Short problem: Copy the data starting at the beginning and ending at the line containing "x=102 y=503", keeping the requests. Adjust each x and y coordinate in the answer points by -105.

Point annotation records
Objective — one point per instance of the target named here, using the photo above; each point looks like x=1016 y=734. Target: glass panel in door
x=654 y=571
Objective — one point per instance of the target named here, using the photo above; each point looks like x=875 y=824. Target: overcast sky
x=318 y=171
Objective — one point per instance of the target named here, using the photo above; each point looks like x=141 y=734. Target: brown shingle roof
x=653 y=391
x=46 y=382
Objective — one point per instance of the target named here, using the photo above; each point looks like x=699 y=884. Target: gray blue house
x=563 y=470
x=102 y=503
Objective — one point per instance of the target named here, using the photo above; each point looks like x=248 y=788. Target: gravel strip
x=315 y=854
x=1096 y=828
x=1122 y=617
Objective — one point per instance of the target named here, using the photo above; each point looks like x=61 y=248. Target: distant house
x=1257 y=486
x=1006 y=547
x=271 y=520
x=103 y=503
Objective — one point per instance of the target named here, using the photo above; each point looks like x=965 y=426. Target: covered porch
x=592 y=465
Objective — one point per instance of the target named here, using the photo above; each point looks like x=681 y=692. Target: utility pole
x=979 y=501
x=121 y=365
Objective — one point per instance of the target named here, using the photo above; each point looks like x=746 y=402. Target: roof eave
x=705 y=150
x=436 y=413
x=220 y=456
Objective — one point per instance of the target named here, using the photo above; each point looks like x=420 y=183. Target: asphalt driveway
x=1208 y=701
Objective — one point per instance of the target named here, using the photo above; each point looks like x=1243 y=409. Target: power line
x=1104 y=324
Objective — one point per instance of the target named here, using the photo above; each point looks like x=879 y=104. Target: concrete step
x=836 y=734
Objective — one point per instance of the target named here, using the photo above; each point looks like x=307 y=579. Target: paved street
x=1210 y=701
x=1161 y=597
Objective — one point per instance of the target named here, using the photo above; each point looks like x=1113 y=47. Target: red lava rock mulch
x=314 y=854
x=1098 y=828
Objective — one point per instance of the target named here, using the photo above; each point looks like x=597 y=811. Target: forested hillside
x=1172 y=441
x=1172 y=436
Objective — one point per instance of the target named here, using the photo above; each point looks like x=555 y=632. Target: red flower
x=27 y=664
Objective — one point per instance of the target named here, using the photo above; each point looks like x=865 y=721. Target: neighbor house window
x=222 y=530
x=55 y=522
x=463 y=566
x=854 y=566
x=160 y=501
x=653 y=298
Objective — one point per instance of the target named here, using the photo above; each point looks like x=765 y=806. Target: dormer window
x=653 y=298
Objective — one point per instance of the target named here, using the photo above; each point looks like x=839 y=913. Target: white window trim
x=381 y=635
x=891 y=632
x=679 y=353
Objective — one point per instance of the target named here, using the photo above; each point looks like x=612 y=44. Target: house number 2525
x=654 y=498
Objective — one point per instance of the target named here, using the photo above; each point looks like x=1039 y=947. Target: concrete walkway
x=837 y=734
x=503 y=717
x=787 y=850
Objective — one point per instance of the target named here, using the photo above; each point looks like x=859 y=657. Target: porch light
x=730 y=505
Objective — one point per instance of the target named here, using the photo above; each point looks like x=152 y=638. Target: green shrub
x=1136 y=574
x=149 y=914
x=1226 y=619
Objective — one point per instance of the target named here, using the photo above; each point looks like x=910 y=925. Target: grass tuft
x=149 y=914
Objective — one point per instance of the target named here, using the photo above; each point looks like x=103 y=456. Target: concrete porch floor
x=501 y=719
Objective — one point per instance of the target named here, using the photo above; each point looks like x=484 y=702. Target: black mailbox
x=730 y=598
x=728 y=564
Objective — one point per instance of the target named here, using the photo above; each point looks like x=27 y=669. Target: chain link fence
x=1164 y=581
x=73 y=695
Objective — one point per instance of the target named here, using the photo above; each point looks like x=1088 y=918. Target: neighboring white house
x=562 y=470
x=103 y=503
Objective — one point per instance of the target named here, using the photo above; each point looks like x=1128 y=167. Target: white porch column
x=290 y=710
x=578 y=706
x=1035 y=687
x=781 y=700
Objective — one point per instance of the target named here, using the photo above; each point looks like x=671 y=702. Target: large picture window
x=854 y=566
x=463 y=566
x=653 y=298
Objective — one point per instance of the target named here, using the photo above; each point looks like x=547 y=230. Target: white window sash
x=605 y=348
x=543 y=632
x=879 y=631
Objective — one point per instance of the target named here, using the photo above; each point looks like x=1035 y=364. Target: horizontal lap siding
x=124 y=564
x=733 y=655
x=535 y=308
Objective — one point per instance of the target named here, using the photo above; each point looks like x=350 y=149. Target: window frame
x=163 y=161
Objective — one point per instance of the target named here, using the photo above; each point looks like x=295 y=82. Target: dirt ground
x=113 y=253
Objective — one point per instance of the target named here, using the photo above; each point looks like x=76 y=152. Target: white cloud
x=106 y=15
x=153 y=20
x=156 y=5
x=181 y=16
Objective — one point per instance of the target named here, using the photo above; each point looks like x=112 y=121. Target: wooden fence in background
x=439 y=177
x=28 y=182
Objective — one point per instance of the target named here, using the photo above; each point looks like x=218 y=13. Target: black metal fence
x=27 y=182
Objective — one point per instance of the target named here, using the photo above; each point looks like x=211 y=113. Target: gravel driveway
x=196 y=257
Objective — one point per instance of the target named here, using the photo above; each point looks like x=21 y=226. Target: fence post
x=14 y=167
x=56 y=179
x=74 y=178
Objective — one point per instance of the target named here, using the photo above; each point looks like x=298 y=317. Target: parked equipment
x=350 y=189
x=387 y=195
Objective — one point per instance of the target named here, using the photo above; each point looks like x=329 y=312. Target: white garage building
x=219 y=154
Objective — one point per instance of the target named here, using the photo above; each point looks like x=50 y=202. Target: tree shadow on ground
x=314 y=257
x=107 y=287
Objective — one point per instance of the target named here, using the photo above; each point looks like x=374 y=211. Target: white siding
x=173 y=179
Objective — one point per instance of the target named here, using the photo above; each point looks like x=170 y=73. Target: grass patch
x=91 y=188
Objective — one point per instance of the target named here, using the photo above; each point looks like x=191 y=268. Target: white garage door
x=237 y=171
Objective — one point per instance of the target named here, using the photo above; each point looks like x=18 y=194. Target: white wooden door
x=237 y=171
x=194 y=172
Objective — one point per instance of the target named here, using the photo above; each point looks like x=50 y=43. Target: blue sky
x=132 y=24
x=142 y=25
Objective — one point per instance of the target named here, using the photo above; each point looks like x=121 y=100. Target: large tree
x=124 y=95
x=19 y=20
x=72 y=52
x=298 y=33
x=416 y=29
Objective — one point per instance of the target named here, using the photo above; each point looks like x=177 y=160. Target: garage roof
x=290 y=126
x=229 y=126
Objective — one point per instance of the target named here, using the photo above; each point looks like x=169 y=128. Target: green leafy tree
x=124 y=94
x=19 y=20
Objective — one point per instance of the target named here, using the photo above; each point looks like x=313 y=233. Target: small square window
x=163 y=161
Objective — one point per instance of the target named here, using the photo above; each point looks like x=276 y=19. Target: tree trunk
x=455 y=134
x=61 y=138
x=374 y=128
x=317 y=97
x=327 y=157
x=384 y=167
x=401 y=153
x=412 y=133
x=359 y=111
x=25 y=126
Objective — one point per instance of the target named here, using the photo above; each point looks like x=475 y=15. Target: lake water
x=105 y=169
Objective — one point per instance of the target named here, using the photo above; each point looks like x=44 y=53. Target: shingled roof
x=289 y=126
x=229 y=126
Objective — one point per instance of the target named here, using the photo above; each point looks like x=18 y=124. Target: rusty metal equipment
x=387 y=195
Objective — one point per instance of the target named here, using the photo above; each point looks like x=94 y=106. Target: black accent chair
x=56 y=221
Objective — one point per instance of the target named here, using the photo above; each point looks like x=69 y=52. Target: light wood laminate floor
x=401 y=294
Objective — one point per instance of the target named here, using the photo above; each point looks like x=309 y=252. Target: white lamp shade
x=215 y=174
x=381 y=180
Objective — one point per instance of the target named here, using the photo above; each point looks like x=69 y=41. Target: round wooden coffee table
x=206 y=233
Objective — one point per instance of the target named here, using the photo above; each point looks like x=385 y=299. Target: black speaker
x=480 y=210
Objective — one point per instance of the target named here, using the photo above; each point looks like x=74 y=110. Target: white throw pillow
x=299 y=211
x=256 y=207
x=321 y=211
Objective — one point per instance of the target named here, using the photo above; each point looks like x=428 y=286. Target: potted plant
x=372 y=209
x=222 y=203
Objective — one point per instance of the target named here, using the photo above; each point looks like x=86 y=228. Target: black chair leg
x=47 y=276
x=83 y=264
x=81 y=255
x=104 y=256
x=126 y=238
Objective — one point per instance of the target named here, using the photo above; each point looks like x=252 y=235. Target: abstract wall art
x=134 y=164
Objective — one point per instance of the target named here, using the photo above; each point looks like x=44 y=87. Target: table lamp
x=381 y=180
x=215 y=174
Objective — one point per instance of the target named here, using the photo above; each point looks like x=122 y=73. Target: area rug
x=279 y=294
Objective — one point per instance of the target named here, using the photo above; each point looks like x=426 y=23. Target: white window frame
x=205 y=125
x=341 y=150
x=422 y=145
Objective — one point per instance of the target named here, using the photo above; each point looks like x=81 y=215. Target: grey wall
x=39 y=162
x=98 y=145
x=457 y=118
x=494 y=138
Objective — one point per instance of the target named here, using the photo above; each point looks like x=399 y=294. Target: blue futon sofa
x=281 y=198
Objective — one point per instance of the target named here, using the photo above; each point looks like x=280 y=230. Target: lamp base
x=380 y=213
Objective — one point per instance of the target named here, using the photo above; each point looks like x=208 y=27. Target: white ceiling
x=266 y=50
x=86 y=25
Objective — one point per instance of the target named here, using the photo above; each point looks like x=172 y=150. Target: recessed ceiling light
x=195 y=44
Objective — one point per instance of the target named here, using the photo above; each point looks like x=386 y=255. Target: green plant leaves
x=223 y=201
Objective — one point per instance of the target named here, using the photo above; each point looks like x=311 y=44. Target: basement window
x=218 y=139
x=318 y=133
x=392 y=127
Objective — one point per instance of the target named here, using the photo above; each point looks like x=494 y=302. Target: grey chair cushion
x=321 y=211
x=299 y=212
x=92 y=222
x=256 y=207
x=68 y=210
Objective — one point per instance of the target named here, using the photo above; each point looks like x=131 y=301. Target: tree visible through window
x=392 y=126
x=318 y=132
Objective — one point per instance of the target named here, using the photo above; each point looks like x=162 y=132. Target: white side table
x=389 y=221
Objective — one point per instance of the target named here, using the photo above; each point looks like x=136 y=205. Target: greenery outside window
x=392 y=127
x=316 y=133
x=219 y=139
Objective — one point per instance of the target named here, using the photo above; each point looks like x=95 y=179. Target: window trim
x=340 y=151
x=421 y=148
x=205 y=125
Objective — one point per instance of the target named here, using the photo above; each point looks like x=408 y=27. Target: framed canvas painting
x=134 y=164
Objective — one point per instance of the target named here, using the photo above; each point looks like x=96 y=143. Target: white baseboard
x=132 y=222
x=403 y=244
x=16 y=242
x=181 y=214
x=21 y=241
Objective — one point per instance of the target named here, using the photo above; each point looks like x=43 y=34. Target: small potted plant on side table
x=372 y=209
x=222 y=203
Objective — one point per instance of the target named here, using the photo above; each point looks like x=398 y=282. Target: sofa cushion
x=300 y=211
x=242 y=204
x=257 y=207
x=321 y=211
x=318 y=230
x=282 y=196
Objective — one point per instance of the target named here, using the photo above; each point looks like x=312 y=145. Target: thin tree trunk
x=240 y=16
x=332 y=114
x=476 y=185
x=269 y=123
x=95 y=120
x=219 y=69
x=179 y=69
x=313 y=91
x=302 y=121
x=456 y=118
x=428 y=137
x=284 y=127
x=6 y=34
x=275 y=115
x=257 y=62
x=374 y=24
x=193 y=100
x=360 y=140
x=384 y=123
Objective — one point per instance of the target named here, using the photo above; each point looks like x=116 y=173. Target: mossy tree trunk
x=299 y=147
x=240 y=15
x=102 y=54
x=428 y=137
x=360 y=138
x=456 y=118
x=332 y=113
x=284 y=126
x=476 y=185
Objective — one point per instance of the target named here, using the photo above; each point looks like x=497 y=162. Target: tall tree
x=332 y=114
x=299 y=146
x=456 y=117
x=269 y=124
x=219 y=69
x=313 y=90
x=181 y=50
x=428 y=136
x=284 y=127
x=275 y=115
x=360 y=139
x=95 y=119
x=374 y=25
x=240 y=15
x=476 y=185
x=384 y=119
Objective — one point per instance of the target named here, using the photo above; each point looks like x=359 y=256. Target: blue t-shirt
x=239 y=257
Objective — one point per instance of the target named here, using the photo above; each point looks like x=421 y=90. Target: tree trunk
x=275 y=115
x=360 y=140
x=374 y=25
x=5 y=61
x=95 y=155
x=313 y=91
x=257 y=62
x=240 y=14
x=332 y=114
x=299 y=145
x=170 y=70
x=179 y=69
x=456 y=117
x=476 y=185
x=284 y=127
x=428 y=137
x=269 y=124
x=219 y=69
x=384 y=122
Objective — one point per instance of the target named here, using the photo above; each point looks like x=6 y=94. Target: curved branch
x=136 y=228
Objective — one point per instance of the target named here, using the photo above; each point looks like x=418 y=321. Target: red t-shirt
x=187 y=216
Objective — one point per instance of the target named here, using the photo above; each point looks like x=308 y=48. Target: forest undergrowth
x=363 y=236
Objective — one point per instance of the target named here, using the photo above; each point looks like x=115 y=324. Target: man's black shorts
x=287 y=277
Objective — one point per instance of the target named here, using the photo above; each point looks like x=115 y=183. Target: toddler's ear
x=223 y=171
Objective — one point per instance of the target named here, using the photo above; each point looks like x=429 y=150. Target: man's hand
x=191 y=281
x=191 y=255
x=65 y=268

Response for this exercise:
Objective — one point per instance of the target named here, using the photo above; each point looks like x=1016 y=734. Target: glass panel in door
x=549 y=466
Objective — one point per instance of the target named here, using the photo above; each point looks like x=875 y=824. Target: overcast sky
x=213 y=66
Objective — one point per instance of the target named here, using the photo above; each point looks like x=141 y=734. Target: brown shingle roof
x=548 y=286
x=-59 y=277
Objective — one point per instance of the target named here, using the photo above; each point looks like x=699 y=884. Target: gray blue house
x=458 y=365
x=-3 y=398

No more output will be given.